> [SOURCE DOCUMENT]
*****

In the 2021 Census, 81.1% of the Grange Park population identified themselves as White British.

== Facilities ==

=== Schools ===
Woodland View Primary School is the only school in Grange Park, it caters for children in primary education from reception up until Year 6. For Secondary education, most children go to Caroline Chisholm School but there are numerous other secondary schools in the area that children can go to.

=== Community ===
The estate has numerous community facilities such as a community centre, a sports pavilion and a religious centre. These are home for numerous clubs and youth groups such as Scouts and sports clubs.

There is also a doctors surgery, a dental practice and a daycare for members of the community to use.

=== Commercial ===
Grange Park have a Co-op Food supermarket, a Harvester restaurant, a marstons pub, some take away and hairdresser establishments. There are also two hotels in Grange Park which are in a prime location for business persons due to how close the Northampton estate is to the M1 motorway.

=== Industrial ===
There is a small industrial estate in Grange Park which contain numerous warehouses used as distribution centres for logistics companies. There are also three warehouses that are outside of the industrial estate which are operated by Clipper and Amazon. Grange Park is also a prime location as a logistics hub due to how close the M1 motorway and the A45 trunk road are.

== Politics ==

=== Parish council ===
Grange Park Parish Council has 12 members who are elected every four years.

=== Unitary Authority ===
Following local government restructuring the Northampton estate is governed by West Northamptonshire council.

*****

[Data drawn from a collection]
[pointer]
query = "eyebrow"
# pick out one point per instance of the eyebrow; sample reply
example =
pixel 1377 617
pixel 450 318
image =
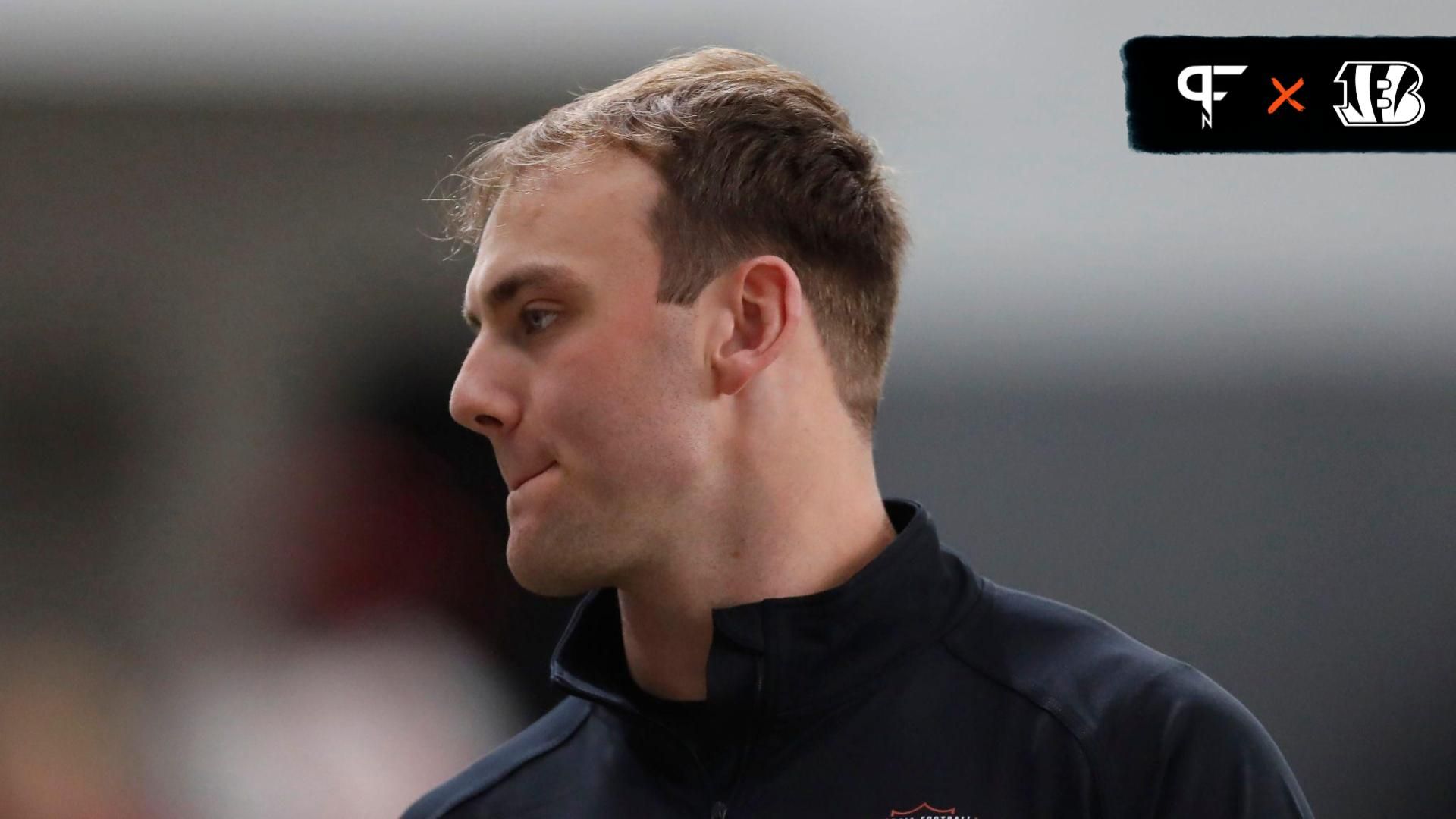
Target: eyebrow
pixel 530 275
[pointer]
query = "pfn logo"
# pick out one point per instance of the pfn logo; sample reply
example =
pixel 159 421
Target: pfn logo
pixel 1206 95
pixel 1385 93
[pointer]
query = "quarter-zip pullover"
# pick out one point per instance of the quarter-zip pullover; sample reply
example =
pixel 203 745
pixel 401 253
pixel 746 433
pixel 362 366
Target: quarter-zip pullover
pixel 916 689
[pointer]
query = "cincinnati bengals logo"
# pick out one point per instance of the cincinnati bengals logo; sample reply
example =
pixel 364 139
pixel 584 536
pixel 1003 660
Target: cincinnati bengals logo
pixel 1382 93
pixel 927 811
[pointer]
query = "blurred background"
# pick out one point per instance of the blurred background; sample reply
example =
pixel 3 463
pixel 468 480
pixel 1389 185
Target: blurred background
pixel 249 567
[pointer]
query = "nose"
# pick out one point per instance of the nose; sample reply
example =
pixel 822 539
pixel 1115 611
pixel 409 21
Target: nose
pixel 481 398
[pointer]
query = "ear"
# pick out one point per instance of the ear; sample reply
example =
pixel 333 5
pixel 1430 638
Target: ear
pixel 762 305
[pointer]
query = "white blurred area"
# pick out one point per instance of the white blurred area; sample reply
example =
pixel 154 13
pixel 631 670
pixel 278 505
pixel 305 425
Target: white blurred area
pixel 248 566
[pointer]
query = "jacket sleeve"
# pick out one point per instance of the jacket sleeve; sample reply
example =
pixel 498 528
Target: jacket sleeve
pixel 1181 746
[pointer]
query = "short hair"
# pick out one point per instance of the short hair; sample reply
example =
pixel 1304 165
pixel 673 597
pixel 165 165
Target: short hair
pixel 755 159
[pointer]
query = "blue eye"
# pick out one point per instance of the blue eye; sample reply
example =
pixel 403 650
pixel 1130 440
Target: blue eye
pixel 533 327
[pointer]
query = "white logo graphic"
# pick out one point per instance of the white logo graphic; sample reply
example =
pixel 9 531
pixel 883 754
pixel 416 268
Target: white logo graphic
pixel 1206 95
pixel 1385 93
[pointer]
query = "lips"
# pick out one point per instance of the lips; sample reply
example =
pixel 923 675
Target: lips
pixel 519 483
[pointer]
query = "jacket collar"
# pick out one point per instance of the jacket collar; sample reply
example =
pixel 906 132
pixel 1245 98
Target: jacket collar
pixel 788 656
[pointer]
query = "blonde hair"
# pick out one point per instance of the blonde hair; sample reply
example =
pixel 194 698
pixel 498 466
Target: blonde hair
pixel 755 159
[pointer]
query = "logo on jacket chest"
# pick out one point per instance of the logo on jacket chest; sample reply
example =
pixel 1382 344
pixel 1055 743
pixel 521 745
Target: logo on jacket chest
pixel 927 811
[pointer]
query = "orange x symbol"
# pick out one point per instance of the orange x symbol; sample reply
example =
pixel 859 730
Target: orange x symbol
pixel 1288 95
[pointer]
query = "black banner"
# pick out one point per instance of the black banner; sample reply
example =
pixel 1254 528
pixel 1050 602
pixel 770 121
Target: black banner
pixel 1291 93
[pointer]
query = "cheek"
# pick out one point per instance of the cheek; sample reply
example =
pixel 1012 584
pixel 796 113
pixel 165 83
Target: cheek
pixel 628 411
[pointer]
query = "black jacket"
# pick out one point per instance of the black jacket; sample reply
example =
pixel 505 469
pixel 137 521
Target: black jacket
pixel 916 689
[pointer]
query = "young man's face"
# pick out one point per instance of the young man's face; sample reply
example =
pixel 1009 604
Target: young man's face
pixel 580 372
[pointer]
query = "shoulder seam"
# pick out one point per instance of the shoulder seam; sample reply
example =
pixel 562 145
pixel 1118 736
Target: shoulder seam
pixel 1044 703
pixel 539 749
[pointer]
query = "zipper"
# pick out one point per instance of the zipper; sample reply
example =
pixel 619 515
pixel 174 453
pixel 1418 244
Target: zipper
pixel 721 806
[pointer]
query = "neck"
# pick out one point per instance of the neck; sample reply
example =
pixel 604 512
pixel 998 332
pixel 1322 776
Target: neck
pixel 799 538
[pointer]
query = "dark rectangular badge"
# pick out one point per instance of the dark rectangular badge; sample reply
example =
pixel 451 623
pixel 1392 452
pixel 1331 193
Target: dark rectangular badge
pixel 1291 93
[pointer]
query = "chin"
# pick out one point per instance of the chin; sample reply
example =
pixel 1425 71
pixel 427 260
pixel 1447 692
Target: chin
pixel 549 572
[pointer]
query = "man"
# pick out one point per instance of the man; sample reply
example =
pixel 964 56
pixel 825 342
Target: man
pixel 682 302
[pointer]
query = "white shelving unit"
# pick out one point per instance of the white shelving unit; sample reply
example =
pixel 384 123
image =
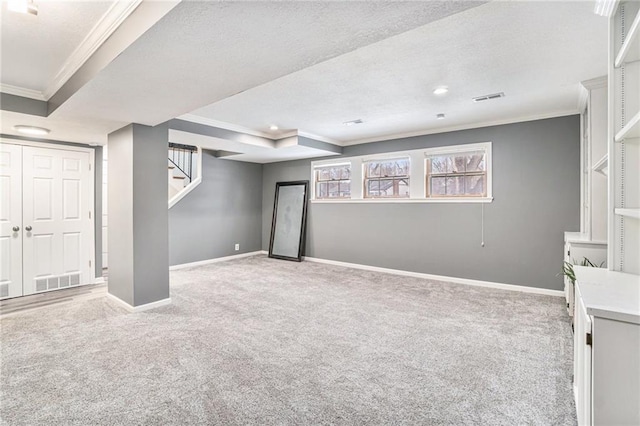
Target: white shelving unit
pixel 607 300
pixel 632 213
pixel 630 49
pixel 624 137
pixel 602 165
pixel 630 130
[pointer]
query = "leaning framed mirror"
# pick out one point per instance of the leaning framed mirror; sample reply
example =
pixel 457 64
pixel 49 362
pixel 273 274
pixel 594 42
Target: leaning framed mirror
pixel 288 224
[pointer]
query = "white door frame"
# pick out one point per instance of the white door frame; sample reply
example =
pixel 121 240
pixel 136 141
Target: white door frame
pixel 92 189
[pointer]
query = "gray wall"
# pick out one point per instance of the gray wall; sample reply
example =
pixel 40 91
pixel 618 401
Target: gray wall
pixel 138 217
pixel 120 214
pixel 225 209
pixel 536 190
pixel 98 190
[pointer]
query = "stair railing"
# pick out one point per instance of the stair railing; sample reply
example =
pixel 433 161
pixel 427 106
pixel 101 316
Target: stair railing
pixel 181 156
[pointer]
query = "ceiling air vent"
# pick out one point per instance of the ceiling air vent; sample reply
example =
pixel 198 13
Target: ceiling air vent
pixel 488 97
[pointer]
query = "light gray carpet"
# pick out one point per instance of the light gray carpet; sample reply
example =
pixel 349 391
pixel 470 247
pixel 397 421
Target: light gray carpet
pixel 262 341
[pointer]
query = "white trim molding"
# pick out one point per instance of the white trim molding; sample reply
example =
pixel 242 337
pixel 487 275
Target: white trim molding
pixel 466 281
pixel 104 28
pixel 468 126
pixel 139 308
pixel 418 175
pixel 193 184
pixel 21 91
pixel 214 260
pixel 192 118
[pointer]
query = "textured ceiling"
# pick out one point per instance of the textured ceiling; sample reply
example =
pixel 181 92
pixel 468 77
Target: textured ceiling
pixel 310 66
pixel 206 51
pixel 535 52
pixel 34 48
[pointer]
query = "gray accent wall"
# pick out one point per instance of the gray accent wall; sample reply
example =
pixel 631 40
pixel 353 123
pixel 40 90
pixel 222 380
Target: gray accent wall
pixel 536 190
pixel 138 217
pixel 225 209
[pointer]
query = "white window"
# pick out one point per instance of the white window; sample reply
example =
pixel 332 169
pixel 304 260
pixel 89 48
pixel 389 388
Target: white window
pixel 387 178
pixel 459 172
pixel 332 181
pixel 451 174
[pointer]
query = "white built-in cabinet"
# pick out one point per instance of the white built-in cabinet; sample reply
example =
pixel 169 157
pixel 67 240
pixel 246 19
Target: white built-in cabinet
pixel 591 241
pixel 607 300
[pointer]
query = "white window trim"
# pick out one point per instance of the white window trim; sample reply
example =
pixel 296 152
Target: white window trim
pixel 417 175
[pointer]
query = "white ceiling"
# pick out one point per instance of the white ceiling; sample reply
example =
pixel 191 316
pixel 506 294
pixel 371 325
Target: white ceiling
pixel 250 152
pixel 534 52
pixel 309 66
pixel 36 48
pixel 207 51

*****

> [WORK TO BE COMPLETED]
Reproduce the entire Grange Park text above word for word.

> [SOLUTION BELOW]
In the 2021 Census, 81.1% of the Grange Park population identified themselves as White British.

== Facilities ==

=== Schools ===
Woodland View Primary School is the only school in Grange Park, it caters for children in primary education from reception up until Year 6. For Secondary education, most children go to Caroline Chisholm School but there are numerous other secondary schools in the area that children can go to.

=== Community ===
The estate has numerous community facilities such as a community centre, a sports pavilion and a religious centre. These are home for numerous clubs and youth groups such as Scouts and sports clubs.

There is also a doctors surgery, a dental practice and a daycare for members of the community to use.

=== Commercial ===
Grange Park have a Co-op Food supermarket, a Harvester restaurant, a marstons pub, some take away and hairdresser establishments. There are also two hotels in Grange Park which are in a prime location for business persons due to how close the Northampton estate is to the M1 motorway.

=== Industrial ===
There is a small industrial estate in Grange Park which contain numerous warehouses used as distribution centres for logistics companies. There are also three warehouses that are outside of the industrial estate which are operated by Clipper and Amazon. Grange Park is also a prime location as a logistics hub due to how close the M1 motorway and the A45 trunk road are.

== Politics ==

=== Parish council ===
Grange Park Parish Council has 12 members who are elected every four years.

=== Unitary Authority ===
Following local government restructuring the Northampton estate is governed by West Northamptonshire council.